__YOUR ASSIGNMENT__. Could you filter the records below and return each line that holds "this"?

☆ ☆ ☆ ☆ ☆ ☆ ☆

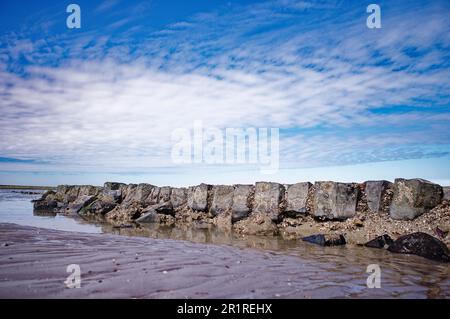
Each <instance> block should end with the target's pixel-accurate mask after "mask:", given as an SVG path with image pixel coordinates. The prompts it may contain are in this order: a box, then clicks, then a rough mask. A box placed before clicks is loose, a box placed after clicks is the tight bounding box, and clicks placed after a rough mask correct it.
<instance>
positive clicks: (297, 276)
mask: <svg viewBox="0 0 450 319" xmlns="http://www.w3.org/2000/svg"><path fill="white" fill-rule="evenodd" d="M0 245H1V247H0V297H1V298H345V297H357V298H371V297H373V298H393V297H408V298H412V297H415V298H427V297H428V298H434V297H437V298H449V297H450V280H449V268H448V266H447V265H442V264H437V263H433V262H430V261H428V260H424V259H422V258H420V257H416V256H404V255H393V254H389V253H387V252H384V251H379V250H369V249H366V248H364V249H363V248H353V249H348V248H345V247H342V248H340V247H338V248H323V247H315V246H311V245H305V246H304V247H303V248H302V249H300V250H298V251H297V252H295V251H293V252H291V253H286V252H283V253H281V252H273V251H264V250H255V249H247V248H238V247H233V246H226V245H210V244H199V243H192V242H187V241H179V240H171V239H154V238H144V237H128V236H123V235H111V234H86V233H75V232H64V231H58V230H50V229H42V228H34V227H27V226H19V225H15V224H0ZM373 262H379V263H380V265H381V267H382V269H383V272H382V276H383V277H382V288H381V289H369V288H367V286H366V279H367V276H368V274H366V273H365V270H366V268H365V266H366V265H367V264H369V263H373ZM411 262H413V263H414V269H410V268H408V266H409V265H410V264H411ZM69 264H78V265H80V267H81V288H75V289H69V288H67V287H66V286H65V284H64V281H65V280H66V278H67V276H68V275H69V273H67V272H66V267H67V265H69Z"/></svg>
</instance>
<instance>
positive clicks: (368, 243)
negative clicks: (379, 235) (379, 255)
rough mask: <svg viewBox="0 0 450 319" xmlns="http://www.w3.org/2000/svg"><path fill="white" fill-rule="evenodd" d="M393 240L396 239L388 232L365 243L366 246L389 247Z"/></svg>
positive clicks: (373, 247) (372, 247)
mask: <svg viewBox="0 0 450 319" xmlns="http://www.w3.org/2000/svg"><path fill="white" fill-rule="evenodd" d="M393 242H394V241H393V240H392V238H391V237H390V236H389V235H388V234H384V235H381V236H378V237H376V238H374V239H372V240H370V241H368V242H367V243H365V244H364V246H366V247H370V248H387V247H389V246H390V245H391V244H392V243H393Z"/></svg>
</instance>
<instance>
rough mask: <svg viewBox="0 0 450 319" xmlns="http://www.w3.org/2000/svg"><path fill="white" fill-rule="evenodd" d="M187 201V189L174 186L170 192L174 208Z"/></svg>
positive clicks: (170, 200)
mask: <svg viewBox="0 0 450 319" xmlns="http://www.w3.org/2000/svg"><path fill="white" fill-rule="evenodd" d="M186 201H187V189H186V188H172V192H171V194H170V202H171V203H172V206H173V208H178V207H180V206H182V205H184V204H186Z"/></svg>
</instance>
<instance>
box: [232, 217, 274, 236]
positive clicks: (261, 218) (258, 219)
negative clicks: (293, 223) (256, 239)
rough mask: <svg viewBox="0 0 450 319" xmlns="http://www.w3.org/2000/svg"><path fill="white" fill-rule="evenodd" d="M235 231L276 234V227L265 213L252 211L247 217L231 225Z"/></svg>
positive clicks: (248, 232) (263, 233) (249, 234)
mask: <svg viewBox="0 0 450 319" xmlns="http://www.w3.org/2000/svg"><path fill="white" fill-rule="evenodd" d="M233 227H234V229H235V230H236V232H238V233H241V234H245V235H262V236H274V235H277V234H278V227H277V225H276V224H275V223H274V222H273V221H272V218H271V217H270V216H269V215H268V214H265V213H252V214H251V215H250V216H249V217H248V218H246V219H243V220H240V221H238V222H237V223H235V224H234V225H233Z"/></svg>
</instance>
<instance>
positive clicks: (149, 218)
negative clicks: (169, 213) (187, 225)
mask: <svg viewBox="0 0 450 319" xmlns="http://www.w3.org/2000/svg"><path fill="white" fill-rule="evenodd" d="M135 222H136V223H138V224H150V223H156V224H163V225H166V226H173V225H174V223H175V218H174V217H173V216H170V215H165V214H159V213H157V212H155V211H154V210H152V211H149V212H146V213H144V214H142V216H140V217H139V218H138V219H136V220H135Z"/></svg>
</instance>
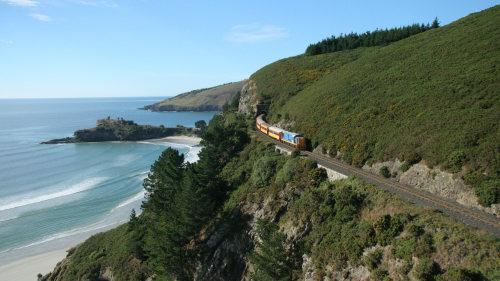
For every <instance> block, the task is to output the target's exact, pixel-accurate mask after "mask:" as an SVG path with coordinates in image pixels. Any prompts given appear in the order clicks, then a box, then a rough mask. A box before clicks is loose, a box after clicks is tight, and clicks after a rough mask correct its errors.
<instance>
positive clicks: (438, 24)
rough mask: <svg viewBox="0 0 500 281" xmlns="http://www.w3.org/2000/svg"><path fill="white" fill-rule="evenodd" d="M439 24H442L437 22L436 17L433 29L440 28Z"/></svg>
mask: <svg viewBox="0 0 500 281" xmlns="http://www.w3.org/2000/svg"><path fill="white" fill-rule="evenodd" d="M439 24H440V22H439V21H438V20H437V17H436V18H435V19H434V21H433V22H432V28H438V27H439Z"/></svg>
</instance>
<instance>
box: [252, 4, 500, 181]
mask: <svg viewBox="0 0 500 281" xmlns="http://www.w3.org/2000/svg"><path fill="white" fill-rule="evenodd" d="M499 49H500V6H496V7H493V8H490V9H488V10H485V11H482V12H480V13H474V14H471V15H469V16H467V17H465V18H463V19H460V20H458V21H456V22H454V23H451V24H449V25H447V26H443V27H441V28H438V29H433V30H430V31H428V32H425V33H423V34H419V35H416V36H413V37H410V38H408V39H405V40H402V41H399V42H396V43H393V44H390V45H388V46H385V47H374V48H360V49H356V50H352V51H347V52H338V53H331V54H325V55H320V56H312V57H311V56H305V55H301V56H297V57H293V58H288V59H284V60H281V61H278V62H275V63H273V64H271V65H268V66H266V67H264V68H262V69H261V70H259V71H258V72H256V73H255V74H253V75H252V77H251V79H252V80H254V81H255V82H256V83H257V92H258V95H259V97H260V99H261V100H264V101H270V102H271V104H272V111H273V113H272V114H271V115H270V116H269V119H270V121H271V122H277V121H279V119H280V118H281V116H287V115H286V114H287V113H288V115H289V116H290V118H291V119H293V120H295V121H296V123H295V126H294V128H293V129H294V130H296V131H298V132H301V133H304V134H305V136H306V137H308V138H311V139H312V140H316V141H318V142H319V143H321V144H323V146H324V147H326V148H327V149H332V150H338V151H341V152H342V153H344V159H345V160H346V161H347V162H351V163H353V164H355V165H358V166H361V165H362V164H364V162H365V161H367V160H368V159H372V161H382V160H387V159H394V158H396V157H399V158H400V159H401V158H403V159H404V156H405V155H408V154H409V153H410V152H417V153H418V154H420V155H421V156H422V157H423V159H424V160H425V161H426V162H427V164H428V165H429V166H433V165H438V164H441V165H443V166H444V167H446V168H447V169H448V170H450V171H452V172H458V171H459V170H460V168H461V166H462V165H465V166H466V167H467V168H469V170H472V171H478V172H481V173H483V172H486V173H490V174H498V173H500V147H499V143H500V123H499V122H500V67H499V65H500V53H499V52H498V50H499ZM275 73H277V74H276V75H275Z"/></svg>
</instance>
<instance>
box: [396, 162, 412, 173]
mask: <svg viewBox="0 0 500 281" xmlns="http://www.w3.org/2000/svg"><path fill="white" fill-rule="evenodd" d="M410 168H411V165H410V164H408V162H406V161H405V162H404V163H403V165H401V167H399V169H400V170H401V171H402V172H403V173H404V172H406V171H408V170H409V169H410Z"/></svg>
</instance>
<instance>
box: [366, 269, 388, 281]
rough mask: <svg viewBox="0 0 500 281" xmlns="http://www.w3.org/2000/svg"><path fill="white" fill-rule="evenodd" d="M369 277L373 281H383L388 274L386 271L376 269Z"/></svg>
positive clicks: (380, 269)
mask: <svg viewBox="0 0 500 281" xmlns="http://www.w3.org/2000/svg"><path fill="white" fill-rule="evenodd" d="M370 277H371V278H372V279H373V280H375V281H385V280H386V278H387V277H389V272H387V270H384V269H381V268H377V269H375V270H374V271H372V274H371V275H370ZM389 280H390V279H389Z"/></svg>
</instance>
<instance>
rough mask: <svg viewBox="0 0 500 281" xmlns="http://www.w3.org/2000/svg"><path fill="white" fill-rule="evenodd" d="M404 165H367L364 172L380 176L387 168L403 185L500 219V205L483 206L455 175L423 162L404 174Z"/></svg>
mask: <svg viewBox="0 0 500 281" xmlns="http://www.w3.org/2000/svg"><path fill="white" fill-rule="evenodd" d="M402 165H403V162H401V161H399V159H396V160H393V161H386V162H382V163H376V164H373V165H372V166H371V167H370V166H368V165H366V164H365V165H364V166H363V170H366V171H370V172H372V173H374V174H379V171H380V168H382V167H383V166H386V167H387V168H388V169H389V171H390V172H391V173H393V172H397V176H396V178H395V179H396V180H398V181H399V182H401V183H403V184H406V185H408V186H412V187H414V188H416V189H420V190H425V191H428V192H430V193H432V194H437V195H439V196H442V197H445V198H448V199H451V200H454V201H456V202H458V203H460V204H462V205H465V206H469V207H474V208H477V209H480V210H482V211H484V212H486V213H489V214H492V215H496V216H498V217H500V204H493V205H491V207H484V206H481V205H480V204H479V203H478V201H477V196H476V194H475V193H474V190H473V189H471V188H469V187H467V186H466V185H465V183H464V181H463V180H462V179H461V178H460V177H454V176H453V174H451V173H448V172H444V171H441V170H440V169H439V168H433V169H429V168H428V167H427V166H426V165H424V164H423V162H422V163H419V164H415V165H413V166H412V167H411V168H410V169H409V170H408V171H406V172H404V173H403V172H402V171H400V170H399V168H400V167H401V166H402Z"/></svg>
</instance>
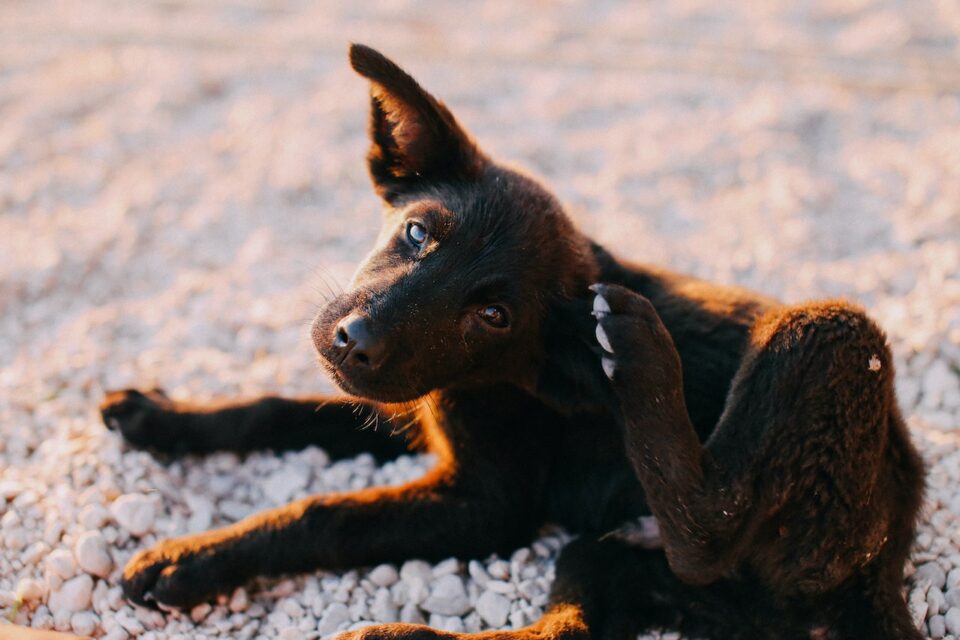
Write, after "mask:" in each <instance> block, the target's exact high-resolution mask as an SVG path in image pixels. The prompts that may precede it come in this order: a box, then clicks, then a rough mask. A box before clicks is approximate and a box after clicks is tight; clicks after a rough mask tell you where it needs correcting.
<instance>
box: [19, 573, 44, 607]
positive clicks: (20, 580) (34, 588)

☆ ☆ ☆ ☆ ☆ ☆ ☆

__SOLUTION TO THE EXERCISE__.
Each <instance> block should end with the target's pixel-accurate mask after "mask:", given as an SVG path with image pixel coordinates. The prompts it may contain are in this order: a box, then clicks, then a rough mask. A box placed before clicks is loose, a box placed after clicks is the tight bounding box, and clicks placed after a rough mask correct it.
Write, after "mask:" in each <instance> block, the target's exact high-resolution mask as an SVG path in image pixels. The prompts that may precede it come in this order: a box, then clicks, then a rough mask. A box before clicks is approximate and a box after clicks is tight; clicks after a rough mask tell you where it needs correcting.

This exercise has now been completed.